_STATED PROBLEM_
Write the data below out exactly as it stands. Do not include the pictures.

※

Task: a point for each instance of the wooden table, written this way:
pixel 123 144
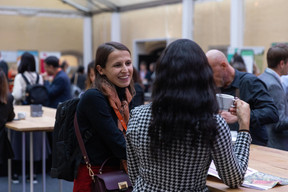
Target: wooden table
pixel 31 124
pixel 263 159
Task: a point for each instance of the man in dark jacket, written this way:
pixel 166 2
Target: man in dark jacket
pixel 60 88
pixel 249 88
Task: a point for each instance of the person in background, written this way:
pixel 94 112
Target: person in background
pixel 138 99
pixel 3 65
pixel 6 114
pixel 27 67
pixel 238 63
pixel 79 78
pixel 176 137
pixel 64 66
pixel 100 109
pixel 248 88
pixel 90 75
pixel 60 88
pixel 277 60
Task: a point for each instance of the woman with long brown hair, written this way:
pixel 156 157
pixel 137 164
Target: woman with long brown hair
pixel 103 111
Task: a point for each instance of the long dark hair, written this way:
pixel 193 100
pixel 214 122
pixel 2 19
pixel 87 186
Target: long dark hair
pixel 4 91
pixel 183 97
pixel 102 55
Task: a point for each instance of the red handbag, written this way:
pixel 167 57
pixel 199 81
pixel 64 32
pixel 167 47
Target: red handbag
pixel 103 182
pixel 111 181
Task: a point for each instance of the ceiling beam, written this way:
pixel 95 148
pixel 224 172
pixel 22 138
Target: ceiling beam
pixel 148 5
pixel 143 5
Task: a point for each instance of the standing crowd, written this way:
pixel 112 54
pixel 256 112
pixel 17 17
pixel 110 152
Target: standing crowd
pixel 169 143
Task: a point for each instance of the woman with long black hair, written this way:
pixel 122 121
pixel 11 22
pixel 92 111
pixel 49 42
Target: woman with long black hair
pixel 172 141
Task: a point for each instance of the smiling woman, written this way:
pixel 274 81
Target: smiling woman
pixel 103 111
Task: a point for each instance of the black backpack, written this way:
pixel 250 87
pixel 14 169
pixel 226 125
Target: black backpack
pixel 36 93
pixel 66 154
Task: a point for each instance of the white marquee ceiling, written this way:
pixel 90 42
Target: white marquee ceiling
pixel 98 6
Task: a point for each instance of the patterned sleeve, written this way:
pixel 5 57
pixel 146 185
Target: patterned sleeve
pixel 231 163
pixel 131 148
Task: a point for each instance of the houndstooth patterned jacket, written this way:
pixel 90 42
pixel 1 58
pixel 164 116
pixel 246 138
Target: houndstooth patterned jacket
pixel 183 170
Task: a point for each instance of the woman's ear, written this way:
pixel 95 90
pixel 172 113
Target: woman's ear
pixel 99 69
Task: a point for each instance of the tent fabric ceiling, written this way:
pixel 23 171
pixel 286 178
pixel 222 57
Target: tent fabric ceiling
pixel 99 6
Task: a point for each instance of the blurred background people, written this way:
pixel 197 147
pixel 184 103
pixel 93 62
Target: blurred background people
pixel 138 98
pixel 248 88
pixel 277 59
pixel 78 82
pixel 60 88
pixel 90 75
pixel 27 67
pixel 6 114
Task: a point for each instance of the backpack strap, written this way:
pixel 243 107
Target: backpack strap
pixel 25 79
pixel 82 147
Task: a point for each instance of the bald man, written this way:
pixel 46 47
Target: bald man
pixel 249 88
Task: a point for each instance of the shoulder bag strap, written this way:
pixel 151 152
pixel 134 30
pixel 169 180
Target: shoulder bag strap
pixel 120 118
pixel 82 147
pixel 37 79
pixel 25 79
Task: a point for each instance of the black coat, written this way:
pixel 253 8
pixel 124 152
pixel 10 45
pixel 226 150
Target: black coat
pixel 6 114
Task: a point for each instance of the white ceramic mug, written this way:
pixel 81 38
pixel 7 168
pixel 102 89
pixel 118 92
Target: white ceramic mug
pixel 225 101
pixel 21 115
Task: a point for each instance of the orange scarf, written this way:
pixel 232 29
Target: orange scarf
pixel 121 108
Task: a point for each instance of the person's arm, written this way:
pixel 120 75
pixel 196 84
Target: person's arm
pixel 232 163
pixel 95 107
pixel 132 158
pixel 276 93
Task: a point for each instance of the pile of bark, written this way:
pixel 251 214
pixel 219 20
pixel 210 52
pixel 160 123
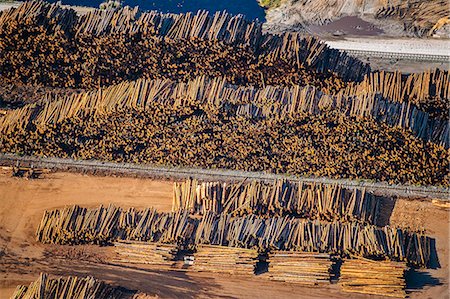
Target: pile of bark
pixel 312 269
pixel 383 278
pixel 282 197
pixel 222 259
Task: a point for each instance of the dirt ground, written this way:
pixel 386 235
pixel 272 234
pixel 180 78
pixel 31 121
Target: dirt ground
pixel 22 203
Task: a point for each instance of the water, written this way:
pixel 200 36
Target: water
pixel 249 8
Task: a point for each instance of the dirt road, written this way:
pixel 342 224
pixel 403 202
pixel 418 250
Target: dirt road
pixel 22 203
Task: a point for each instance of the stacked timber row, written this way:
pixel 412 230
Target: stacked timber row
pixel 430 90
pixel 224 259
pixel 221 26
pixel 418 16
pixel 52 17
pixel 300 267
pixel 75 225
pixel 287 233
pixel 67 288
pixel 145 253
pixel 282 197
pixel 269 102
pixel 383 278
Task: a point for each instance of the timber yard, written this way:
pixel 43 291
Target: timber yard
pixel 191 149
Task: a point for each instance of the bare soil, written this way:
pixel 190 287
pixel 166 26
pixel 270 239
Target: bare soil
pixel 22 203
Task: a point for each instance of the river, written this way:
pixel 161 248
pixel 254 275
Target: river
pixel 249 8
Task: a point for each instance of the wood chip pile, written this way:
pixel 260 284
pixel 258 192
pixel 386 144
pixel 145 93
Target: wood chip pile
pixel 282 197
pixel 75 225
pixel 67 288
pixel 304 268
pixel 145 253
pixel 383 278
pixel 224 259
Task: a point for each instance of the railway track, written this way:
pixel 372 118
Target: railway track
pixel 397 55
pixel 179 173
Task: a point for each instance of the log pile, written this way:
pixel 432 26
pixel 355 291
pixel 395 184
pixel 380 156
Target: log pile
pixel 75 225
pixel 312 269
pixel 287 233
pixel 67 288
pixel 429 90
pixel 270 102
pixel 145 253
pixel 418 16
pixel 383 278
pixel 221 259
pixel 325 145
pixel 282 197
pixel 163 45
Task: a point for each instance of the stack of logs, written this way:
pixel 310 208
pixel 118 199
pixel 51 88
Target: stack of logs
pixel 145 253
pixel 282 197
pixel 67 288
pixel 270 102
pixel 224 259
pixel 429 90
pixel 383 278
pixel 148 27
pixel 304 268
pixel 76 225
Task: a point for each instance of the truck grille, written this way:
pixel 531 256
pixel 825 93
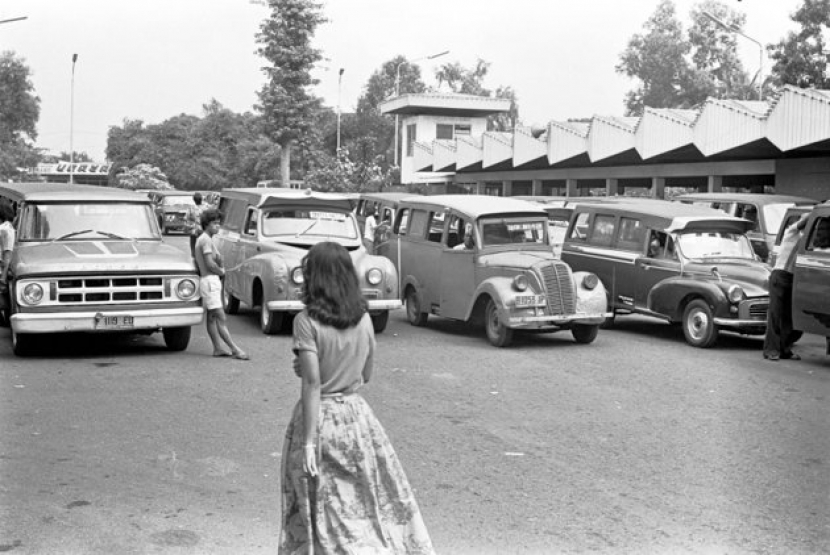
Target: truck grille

※

_SOLUTION TO THIS EXERCISE_
Task: a point for each instance of the wooden table, written this way:
pixel 123 144
Target: wooden table
pixel 31 124
pixel 263 159
Task: a point for each instance of the man in dark jacket, written this way:
pixel 166 2
Target: man in dark jacket
pixel 60 88
pixel 249 88
Task: a point for each instance of the person in background, written this way:
pixel 94 112
Target: person in background
pixel 138 99
pixel 3 65
pixel 6 114
pixel 27 67
pixel 238 63
pixel 79 78
pixel 176 137
pixel 64 66
pixel 100 109
pixel 248 88
pixel 90 75
pixel 60 88
pixel 277 60
Task: a point for each instance of the woman with long brown hair, written this way:
pixel 156 157
pixel 137 164
Target: woman with long brown hair
pixel 103 111
Task: a point for each instance of the long dark hair, written this way:
pixel 193 100
pixel 214 122
pixel 2 19
pixel 87 186
Target: long dark hair
pixel 4 91
pixel 183 97
pixel 102 55
Task: a point for each instance of the red handbag, written this way:
pixel 167 57
pixel 199 81
pixel 64 32
pixel 167 47
Target: red handbag
pixel 103 182
pixel 111 181
Task: a point for each instance of the ceiling beam, written this way:
pixel 95 148
pixel 224 172
pixel 22 138
Target: ceiling beam
pixel 148 5
pixel 143 5
Task: a point for each instance of the standing crowd, written this way:
pixel 112 54
pixel 256 112
pixel 17 17
pixel 110 152
Target: standing crowd
pixel 169 143
Task: a point for each instance of the woman with long black hair, written this way:
pixel 122 121
pixel 11 22
pixel 92 111
pixel 49 42
Target: woman with long black hair
pixel 172 141
Task: a point for each instance of the smiling woman, written this way:
pixel 274 81
Target: smiling woman
pixel 103 111
Task: a point for each instance of the black backpack, written this way:
pixel 250 87
pixel 14 169
pixel 226 125
Target: black backpack
pixel 36 93
pixel 66 154
Task: a point for each instance of the white marquee ceiling, written this way:
pixel 90 42
Target: white marquee ceiling
pixel 98 6
Task: a point for each instance of the patterned sleeve, written this way:
pixel 5 57
pixel 146 185
Target: patterned sleeve
pixel 231 163
pixel 131 148
Task: a point for each instance of the houndstooth patterned jacket, written this way:
pixel 90 42
pixel 1 58
pixel 164 116
pixel 246 138
Target: houndstooth patterned jacket
pixel 183 170
Task: a point for each instance of the woman's ear, written this way:
pixel 95 90
pixel 172 113
Target: woman's ear
pixel 99 69
Task: a point for each instance of the tent fabric ceiling, written this way:
pixel 23 171
pixel 286 178
pixel 222 57
Target: tent fabric ceiling
pixel 99 6
Task: a point for each instance of the blurred background people, written this way:
pixel 197 147
pixel 184 103
pixel 93 62
Target: blurred background people
pixel 138 98
pixel 248 88
pixel 277 59
pixel 78 82
pixel 60 88
pixel 90 75
pixel 27 67
pixel 6 114
Task: a point for each instance of the backpack strap, written this way:
pixel 243 107
Target: backpack strap
pixel 25 79
pixel 82 147
Task: a point for each instance of the bald man, written this way:
pixel 46 47
Target: bald man
pixel 249 88
Task: a point for each instance of the shoulder bag strap, written this way:
pixel 151 152
pixel 134 30
pixel 169 180
Target: shoulder bag strap
pixel 120 118
pixel 82 147
pixel 37 79
pixel 25 79
Task: a point for each instance of the black coat, written this way:
pixel 253 8
pixel 124 152
pixel 10 45
pixel 226 150
Target: black coat
pixel 6 114
Task: a point for each instance of the white ceramic mug, written this way:
pixel 81 38
pixel 7 168
pixel 102 89
pixel 118 92
Target: white ceramic mug
pixel 225 101
pixel 21 115
Task: a point for each instance of the orange scarf, written this way:
pixel 232 29
Target: orange scarf
pixel 121 108
Task: a point for each instance of the person's arm, written this way:
pixel 120 75
pixel 196 84
Target: person's arm
pixel 232 163
pixel 95 107
pixel 132 158
pixel 276 93
Task: a point for each instance of the pile of bark, written this way:
pixel 251 214
pixel 219 20
pixel 210 52
pixel 160 123
Target: pile of bark
pixel 312 269
pixel 383 278
pixel 282 197
pixel 222 259
Task: a point for each instance of the dirt ground, written this way:
pixel 386 235
pixel 272 234
pixel 180 78
pixel 31 121
Target: dirt ground
pixel 22 203
Task: a point for each instance of the water, written this way:
pixel 200 36
Target: water
pixel 249 8
Task: a point for each instance of the dirt road, written this way:
pixel 342 224
pixel 403 202
pixel 418 250
Target: dirt road
pixel 22 203
Task: a point for each instance of the stacked timber row, written this way:
pixel 412 230
Target: stacked timber row
pixel 430 90
pixel 224 259
pixel 221 26
pixel 418 16
pixel 52 17
pixel 300 267
pixel 75 225
pixel 287 233
pixel 67 288
pixel 145 253
pixel 282 197
pixel 269 102
pixel 383 278
Task: a point for each instance of the timber yard, written this way:
pixel 43 291
Target: timber yard
pixel 191 149
Task: a point for each instance of the bare soil, written this way:
pixel 190 287
pixel 166 26
pixel 270 239
Target: bare soil
pixel 22 203
Task: a point for each instance of the river, written this way:
pixel 161 248
pixel 254 275
Target: river
pixel 249 8
Task: a point for each instance of the wood chip pile, written this way:
pixel 260 284
pixel 258 192
pixel 386 144
pixel 145 93
Target: wood chip pile
pixel 282 197
pixel 75 225
pixel 67 288
pixel 304 268
pixel 145 253
pixel 383 278
pixel 224 259
Task: a point for each instance of the railway track, written this way:
pixel 372 118
Target: railway track
pixel 397 55
pixel 179 173
Task: a point for each instance of the log pile, written this way:
pixel 432 26
pixel 355 291
pixel 395 184
pixel 380 156
Target: log pile
pixel 75 225
pixel 312 269
pixel 287 233
pixel 67 288
pixel 429 90
pixel 270 102
pixel 145 253
pixel 418 16
pixel 383 278
pixel 221 259
pixel 325 145
pixel 282 197
pixel 163 45
Task: a point for each instance of the stack of logs, written this way:
pixel 310 208
pixel 118 199
pixel 51 88
Target: stack of logs
pixel 145 253
pixel 282 197
pixel 67 288
pixel 270 102
pixel 224 259
pixel 429 90
pixel 383 278
pixel 148 27
pixel 304 268
pixel 76 225
Task: a point for each instance of the truck grille, written this way:
pixel 531 256
pixel 825 93
Target: truck grille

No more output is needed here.